# start of Data supplied

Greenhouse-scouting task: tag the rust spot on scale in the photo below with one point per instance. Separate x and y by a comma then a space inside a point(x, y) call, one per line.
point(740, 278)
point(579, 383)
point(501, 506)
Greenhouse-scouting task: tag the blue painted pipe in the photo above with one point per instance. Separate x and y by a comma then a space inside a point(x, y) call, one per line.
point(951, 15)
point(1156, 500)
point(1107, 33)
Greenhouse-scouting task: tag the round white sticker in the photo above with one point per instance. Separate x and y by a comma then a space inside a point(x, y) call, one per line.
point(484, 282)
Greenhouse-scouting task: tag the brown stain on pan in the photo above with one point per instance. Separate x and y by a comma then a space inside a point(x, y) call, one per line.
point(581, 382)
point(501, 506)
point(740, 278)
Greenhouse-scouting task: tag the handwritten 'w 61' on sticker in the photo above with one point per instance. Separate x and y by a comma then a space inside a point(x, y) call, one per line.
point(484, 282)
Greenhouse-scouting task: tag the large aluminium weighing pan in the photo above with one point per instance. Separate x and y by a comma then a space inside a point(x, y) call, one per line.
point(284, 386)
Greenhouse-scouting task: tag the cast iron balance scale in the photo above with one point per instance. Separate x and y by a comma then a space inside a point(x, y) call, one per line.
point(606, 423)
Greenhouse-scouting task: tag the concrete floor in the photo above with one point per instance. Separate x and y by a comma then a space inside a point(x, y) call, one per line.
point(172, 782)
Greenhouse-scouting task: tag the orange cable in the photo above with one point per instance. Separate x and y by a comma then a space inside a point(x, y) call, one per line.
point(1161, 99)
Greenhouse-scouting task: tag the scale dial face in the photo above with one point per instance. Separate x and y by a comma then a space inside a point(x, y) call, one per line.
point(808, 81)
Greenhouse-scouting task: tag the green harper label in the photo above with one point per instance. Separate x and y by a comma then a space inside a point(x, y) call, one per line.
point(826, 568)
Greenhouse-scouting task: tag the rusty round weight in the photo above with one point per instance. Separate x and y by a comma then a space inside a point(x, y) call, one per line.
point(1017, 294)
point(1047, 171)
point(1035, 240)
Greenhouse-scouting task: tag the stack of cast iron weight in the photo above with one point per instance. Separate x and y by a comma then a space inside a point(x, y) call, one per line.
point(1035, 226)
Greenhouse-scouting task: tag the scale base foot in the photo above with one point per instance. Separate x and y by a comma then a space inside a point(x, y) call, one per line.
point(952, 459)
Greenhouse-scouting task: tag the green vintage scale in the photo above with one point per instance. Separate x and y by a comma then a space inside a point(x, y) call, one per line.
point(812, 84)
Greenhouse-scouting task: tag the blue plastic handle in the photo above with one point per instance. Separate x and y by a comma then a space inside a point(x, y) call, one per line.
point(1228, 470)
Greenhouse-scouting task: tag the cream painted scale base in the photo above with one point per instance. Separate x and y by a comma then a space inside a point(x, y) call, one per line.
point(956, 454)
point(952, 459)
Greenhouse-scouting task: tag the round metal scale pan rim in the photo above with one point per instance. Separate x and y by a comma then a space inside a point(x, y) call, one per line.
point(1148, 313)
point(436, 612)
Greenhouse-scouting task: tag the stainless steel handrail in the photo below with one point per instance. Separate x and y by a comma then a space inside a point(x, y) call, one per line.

# end of Data supplied

Task to carry out
Can you write out every line again, starting with the line with "Greenhouse-scouting task: tag the cast" and going on through the line with "point(808, 81)", shifting each coordinate in the answers up by 26 and leaving the other lines unchanged?

Solved exercise
Greenhouse-scouting task: tag the cast iron balance scale in the photo above with one point per instance. Separate x and y by a comma then a space inside a point(x, y) call, one per line.
point(632, 449)
Greenhouse-scouting task: tag the concrete floor in the photo above with one point per instance. Separate x and y by a comma then a space inside a point(x, y) call, one per line.
point(198, 808)
Greenhouse-scouting task: tag the orange cable in the photo above with one point per instance. Separate x and y by a comma then a space inside a point(x, y) call, one per line.
point(1187, 125)
Greenhouse-scouting task: tag the scale dial face in the photo above with one point per instance. Separate x and y by a comma then a space inside a point(x, y) call, one per line.
point(834, 107)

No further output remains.